— START OF Data extract —

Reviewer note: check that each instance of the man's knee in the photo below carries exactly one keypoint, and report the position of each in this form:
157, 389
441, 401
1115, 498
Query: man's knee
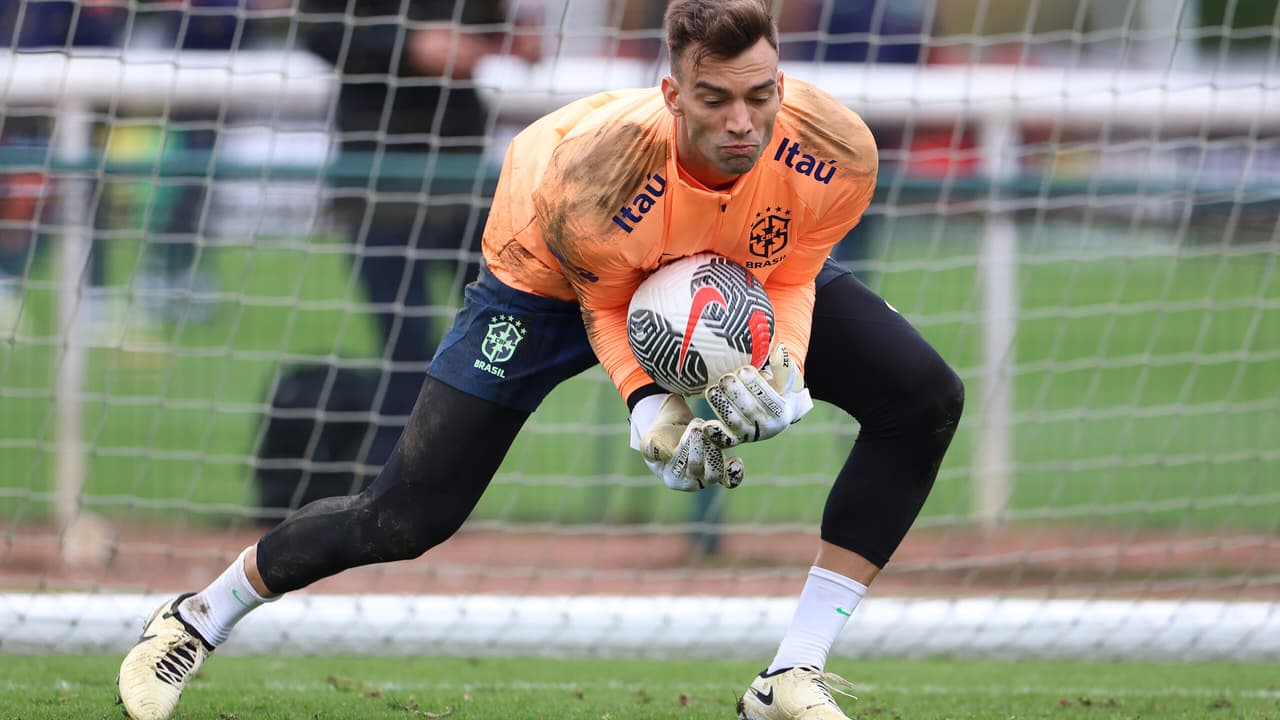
945, 399
931, 401
402, 531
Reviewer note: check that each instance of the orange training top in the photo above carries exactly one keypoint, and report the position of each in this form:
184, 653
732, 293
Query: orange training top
590, 201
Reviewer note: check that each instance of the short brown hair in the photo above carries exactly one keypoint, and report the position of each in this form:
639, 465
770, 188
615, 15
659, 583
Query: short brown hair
716, 28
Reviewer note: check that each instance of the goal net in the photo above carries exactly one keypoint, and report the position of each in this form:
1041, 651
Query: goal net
225, 247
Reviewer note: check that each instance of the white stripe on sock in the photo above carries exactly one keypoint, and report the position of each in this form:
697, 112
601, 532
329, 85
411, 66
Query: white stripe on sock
826, 602
215, 610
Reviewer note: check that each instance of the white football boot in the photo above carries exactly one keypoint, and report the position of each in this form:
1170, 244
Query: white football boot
156, 669
798, 693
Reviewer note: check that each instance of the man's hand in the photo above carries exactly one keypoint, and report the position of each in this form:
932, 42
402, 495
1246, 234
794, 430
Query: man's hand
675, 447
757, 404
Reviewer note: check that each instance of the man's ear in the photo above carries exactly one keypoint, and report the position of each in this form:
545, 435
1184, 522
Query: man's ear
670, 92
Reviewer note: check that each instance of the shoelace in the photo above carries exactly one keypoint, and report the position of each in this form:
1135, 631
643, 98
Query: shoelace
178, 662
828, 682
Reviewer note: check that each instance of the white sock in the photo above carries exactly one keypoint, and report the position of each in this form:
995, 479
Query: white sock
826, 602
215, 610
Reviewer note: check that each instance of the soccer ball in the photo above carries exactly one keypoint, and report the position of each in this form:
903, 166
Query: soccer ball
698, 318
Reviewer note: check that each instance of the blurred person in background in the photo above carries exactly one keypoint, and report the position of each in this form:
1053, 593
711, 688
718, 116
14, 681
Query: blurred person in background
406, 101
177, 282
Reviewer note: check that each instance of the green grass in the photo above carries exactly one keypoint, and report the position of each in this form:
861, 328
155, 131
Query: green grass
374, 688
1144, 390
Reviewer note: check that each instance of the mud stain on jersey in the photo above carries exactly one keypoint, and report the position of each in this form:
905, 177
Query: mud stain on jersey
835, 139
608, 171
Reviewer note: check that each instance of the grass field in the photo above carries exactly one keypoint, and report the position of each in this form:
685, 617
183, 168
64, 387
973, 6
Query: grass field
383, 688
1146, 391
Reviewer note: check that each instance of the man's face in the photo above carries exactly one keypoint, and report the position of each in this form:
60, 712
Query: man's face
726, 109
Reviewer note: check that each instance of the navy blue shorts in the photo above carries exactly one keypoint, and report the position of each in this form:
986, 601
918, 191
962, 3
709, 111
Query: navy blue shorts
513, 347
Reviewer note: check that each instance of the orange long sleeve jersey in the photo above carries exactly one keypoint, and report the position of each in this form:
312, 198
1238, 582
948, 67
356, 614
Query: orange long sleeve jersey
590, 200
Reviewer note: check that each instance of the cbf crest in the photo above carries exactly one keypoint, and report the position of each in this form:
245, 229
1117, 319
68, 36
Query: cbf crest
504, 333
769, 236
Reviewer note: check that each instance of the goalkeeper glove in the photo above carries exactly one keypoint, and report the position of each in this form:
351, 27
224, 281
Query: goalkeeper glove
755, 405
673, 446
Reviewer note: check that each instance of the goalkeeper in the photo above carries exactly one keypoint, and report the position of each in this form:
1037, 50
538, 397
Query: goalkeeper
730, 156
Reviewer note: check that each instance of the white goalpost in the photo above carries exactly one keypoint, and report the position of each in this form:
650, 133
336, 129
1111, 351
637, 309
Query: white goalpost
1093, 247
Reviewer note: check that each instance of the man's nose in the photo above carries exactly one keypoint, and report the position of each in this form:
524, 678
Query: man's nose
739, 121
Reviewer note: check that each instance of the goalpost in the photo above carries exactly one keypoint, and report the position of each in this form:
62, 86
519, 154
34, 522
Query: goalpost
1093, 247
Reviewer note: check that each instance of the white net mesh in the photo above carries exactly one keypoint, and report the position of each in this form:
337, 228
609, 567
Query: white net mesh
1077, 206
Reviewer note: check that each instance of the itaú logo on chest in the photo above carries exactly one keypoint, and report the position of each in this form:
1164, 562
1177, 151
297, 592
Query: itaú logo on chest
631, 214
790, 155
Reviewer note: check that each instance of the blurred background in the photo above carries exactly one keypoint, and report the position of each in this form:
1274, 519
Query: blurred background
232, 231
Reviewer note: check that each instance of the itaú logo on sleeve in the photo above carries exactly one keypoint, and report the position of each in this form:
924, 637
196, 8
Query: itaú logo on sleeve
631, 214
790, 155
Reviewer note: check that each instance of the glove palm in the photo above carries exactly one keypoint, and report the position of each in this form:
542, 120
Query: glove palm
675, 447
753, 405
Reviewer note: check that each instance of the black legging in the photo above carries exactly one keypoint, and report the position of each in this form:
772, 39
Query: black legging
863, 358
871, 363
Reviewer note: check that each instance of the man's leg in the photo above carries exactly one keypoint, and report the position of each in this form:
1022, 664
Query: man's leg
867, 360
443, 463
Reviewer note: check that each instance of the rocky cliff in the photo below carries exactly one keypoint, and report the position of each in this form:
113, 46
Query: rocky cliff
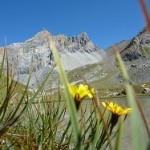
35, 55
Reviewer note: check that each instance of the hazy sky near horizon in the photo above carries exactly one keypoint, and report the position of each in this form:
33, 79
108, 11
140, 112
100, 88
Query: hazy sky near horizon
105, 21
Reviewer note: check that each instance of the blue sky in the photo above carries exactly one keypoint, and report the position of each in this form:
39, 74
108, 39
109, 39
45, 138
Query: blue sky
105, 21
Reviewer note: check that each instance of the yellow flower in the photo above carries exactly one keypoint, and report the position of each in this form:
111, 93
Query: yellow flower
116, 109
81, 92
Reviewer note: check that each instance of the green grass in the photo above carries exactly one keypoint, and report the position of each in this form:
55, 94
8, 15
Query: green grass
44, 121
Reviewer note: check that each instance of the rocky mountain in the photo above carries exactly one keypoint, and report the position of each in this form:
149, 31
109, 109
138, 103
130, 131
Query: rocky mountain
82, 60
35, 55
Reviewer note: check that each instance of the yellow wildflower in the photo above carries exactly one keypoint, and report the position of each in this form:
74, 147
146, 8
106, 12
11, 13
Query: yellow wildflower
80, 92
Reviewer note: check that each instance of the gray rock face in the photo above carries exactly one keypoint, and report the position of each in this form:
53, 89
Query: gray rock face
35, 55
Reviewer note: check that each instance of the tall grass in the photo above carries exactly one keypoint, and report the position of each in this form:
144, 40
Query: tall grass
37, 120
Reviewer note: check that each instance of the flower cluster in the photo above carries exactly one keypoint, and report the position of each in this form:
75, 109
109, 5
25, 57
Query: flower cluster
80, 92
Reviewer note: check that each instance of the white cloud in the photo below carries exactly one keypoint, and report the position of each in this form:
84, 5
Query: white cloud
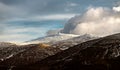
73, 4
53, 17
96, 21
44, 17
117, 9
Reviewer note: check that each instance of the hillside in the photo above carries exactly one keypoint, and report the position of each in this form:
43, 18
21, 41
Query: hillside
98, 54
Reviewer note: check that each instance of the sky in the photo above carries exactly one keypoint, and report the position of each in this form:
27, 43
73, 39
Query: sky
23, 20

— END OF Data extract —

• Task description: Please rewrite all the data above, changing every "Reviewer note" to "Annotator note" and keeping everything else the same. Leave out the pictures.

• Written response:
Annotator note: check that each instance of the man's knee in the photo below carries exactly one keypoint, and report the position of each in this form:
157, 389
441, 401
1115, 498
Query: man's knee
945, 399
931, 401
402, 531
Annotator note: check that each instance of the orange training top in the photo above carries exactly one keypoint, and report the position of each in this form:
184, 653
732, 293
Query: orange training top
590, 201
Annotator note: check that each instance of the short brown hair in the photo above carries exactly one keypoint, and report the position of each in this form:
639, 465
770, 188
615, 15
659, 583
Query: short brown hair
716, 28
Annotator note: check that each instance of the goal net in the photo above carries exactly one keypoint, and report the position of each in this form:
1041, 651
Query: goal net
225, 247
Annotator note: check that each instance of the white stripe on sock in the photo above carries exactly one keypoint, and report the position of each in this form:
697, 112
601, 532
329, 85
411, 66
Query: white stripe on sock
826, 602
215, 610
Annotator note: check that each instance of the white football boot in the photo above carries exactly one keypoint, and report the position of each in this form:
1170, 244
Query: white football boot
156, 669
798, 693
Annotator note: check that each instance of the man's hand in the photo above carries exactly one keypoint, and report the position of each in this form:
932, 42
402, 495
1246, 234
794, 430
Query: man's hand
675, 447
757, 404
Annotator note: check that each instance of the man's ear in the photo above carries exactly one keypoint, and report the position of each in this form:
545, 435
1184, 522
Query: man's ear
670, 92
Annotator note: check that each instance of the shoelace in the photo above carries exactly one keypoint, and report the position of each in this form:
1135, 631
643, 98
Query: shoelace
178, 662
828, 682
Annotator note: check that each instance of the white sock in the photo above carries exactly one keypoint, and report the position of each in this form:
995, 479
Query: white sock
826, 602
215, 610
Annotator note: check that each instance of the soccer ball in the photo above carries exactly one keypoint, and report the position of each in this form:
903, 166
Query: soccer ball
698, 318
Annotator note: check that each instance of the blurred person in background in the photo above carries exactly one keypoint, and report the position of each in this form:
1053, 593
711, 688
718, 116
14, 681
Query: blurred person in background
406, 101
177, 282
Annotator note: check that each instance of the green grass in the photo above carries exactly one keypoint, and report the position of each in this form:
861, 328
155, 131
Query: green grass
374, 688
1144, 390
Annotator note: check that each instance of the mud stain on jersey in the photo above carries exactly one keypoint, and report the position of each in this form:
905, 177
Query: mud stain on jersey
835, 139
608, 171
Annotator note: check that each instance of the grass field in the photo above carries exactly one keypoint, and report the position of each in this form:
685, 617
183, 168
64, 387
973, 6
Query: grass field
383, 688
1146, 391
Annotator note: check that each instance of the man's face in the photo above carries exactly one keypoint, and report the position of each in this form:
60, 712
Query: man's face
726, 109
Annotator note: check that each instance of the navy blue shorts in the photo above carries exactly one keypoint, and report the position of each in this form:
986, 601
918, 191
962, 3
709, 111
Query: navy blue shorts
513, 347
Annotator note: check that each instance of the orange long sleeve jersey in the photo above carries exactly one keypoint, and report the position of each in this form:
312, 198
1238, 582
948, 67
356, 614
Query: orange long sleeve jersey
590, 200
Annotator note: check that each instance of the cbf crest in the photo above carries exactly one keypoint, and report the position of each in this form:
245, 229
1117, 319
68, 36
Query: cbf crest
504, 333
769, 236
Annotator note: check that each instance of the goalkeeper glove in the photo above carries exactly one keypoint, and report the position of each in this form:
351, 27
224, 281
Query: goalkeeper glove
755, 405
673, 446
Annotator note: check that each instance of the goalkeeper in the photo above carries exactly one keypoint, and report the position of each in this form:
1037, 50
538, 397
Query: goalkeeper
730, 156
Annotator note: check that each instance of the white goalpost in the photo above carries exactly one keypoint, and report the position of each in this form:
650, 133
336, 129
1111, 351
637, 309
Query: white goalpost
1093, 247
Annotator note: check that each instance of the man's nose in the photo above carries exactly one keypoint, and report the position of each in this form:
524, 678
Query: man's nose
739, 121
Annotator note: check that each instance of the goalpost in the photo above carries exactly one keypoint, and report the position of each in this form:
62, 86
519, 154
34, 522
Query: goalpost
1093, 247
Annotator note: check that each instance of the white net mesh in the photo above carries exactly one keypoint, and report the position of each in this form:
337, 228
609, 567
Query: white net mesh
1077, 206
Annotator note: check that each instance of the itaú logo on chest in the photo above carries exactly one keypoint, and report the position of each in this form:
1164, 562
1177, 151
297, 592
Query: itaú logo on chest
631, 214
790, 155
Annotator note: check that each instance of the blurred background in the photo above carries exactly one keypoint, and report the position of each in this form:
1274, 519
Query: blurred background
232, 231
Annotator note: check that each instance of the itaú logo on sleeve in the photo above carries exactly one keypoint, and report the position of each in this form:
924, 637
196, 8
Query: itaú logo on sleeve
631, 214
790, 155
Annotator note: check that each instance of the glove palm in the photo above carries exactly one keypoint, and report the position of each in this form:
542, 120
Query: glove palm
675, 447
753, 405
Annotator note: check that each instance of the black legging in the photo above carries exactly one keypoint, and report the position of each in this form:
772, 39
Query: black legging
863, 358
871, 363
Annotator note: check that each instance of the man's leg in the photo above carries exactly one keypoint, and report the position of each in this form:
1022, 664
Query: man's leg
867, 360
443, 463
Annotator note: check that each instance of the rocky cliff in the photo below carries exactly one keypoint, and report the position of each in this form:
113, 46
Query: rocky cliff
35, 55
Annotator note: check that each instance of the hazy sky near horizon in the photo above carries exactly one keypoint, and report the position of each in this form:
33, 79
108, 11
140, 112
100, 88
Query: hazy sky near horizon
105, 21
Annotator note: check that each instance of the blue sky in the photo above carries exactly one keypoint, and report the position of each in this form:
39, 74
108, 39
109, 39
45, 138
Query: blue sky
105, 21
Annotator note: check that each instance of the yellow flower in the photo above carries exactly one keypoint, and report the position of each in this form:
111, 93
Query: yellow flower
116, 109
81, 92
Annotator note: check that each instance of the green grass in the photo above carries exactly one keypoint, and report the position of each in this form:
55, 94
8, 15
Query: green grass
44, 121
Annotator note: check that each instance of the rocky mountain in the photo above carries exactly one keypoint, and report the position of each in this form:
149, 31
109, 109
138, 103
130, 131
Query: rocky mountain
82, 60
35, 55
Annotator note: check that each instance of the yellow wildflower in the photo above carries exactly one keypoint, and report the position of each in this form:
74, 147
146, 8
106, 12
11, 13
Query: yellow wildflower
80, 92
Annotator note: check that each instance of the gray rock face in the photo above carries exactly one keypoint, and report the position of each in this form:
53, 89
Query: gray rock face
35, 55
Annotator note: check that each instance of the tall grass in the photo above carries exactly one keypoint, and report the position of each in this form:
144, 40
Query: tall grass
37, 120
Annotator note: check that each instance of the flower cluster in the photo above carries exactly one keypoint, and report the position of each in this form:
75, 109
109, 5
25, 57
Query: flower cluster
80, 92
Annotator note: check that each instance of the white cloud in the photo below carries exactly one keypoint, and report the position of each in this form:
84, 5
Query: white cloud
73, 4
53, 17
96, 21
44, 17
117, 9
Annotator note: check that each instance of the hillside in the photo above carries exactly one keypoint, and report the position of each in this form:
43, 18
21, 41
Query: hillside
98, 54
Annotator note: check that each instance of the sky in the photo above carries exactly one keypoint, and report the position of each in this form:
27, 43
73, 39
Query: sky
23, 20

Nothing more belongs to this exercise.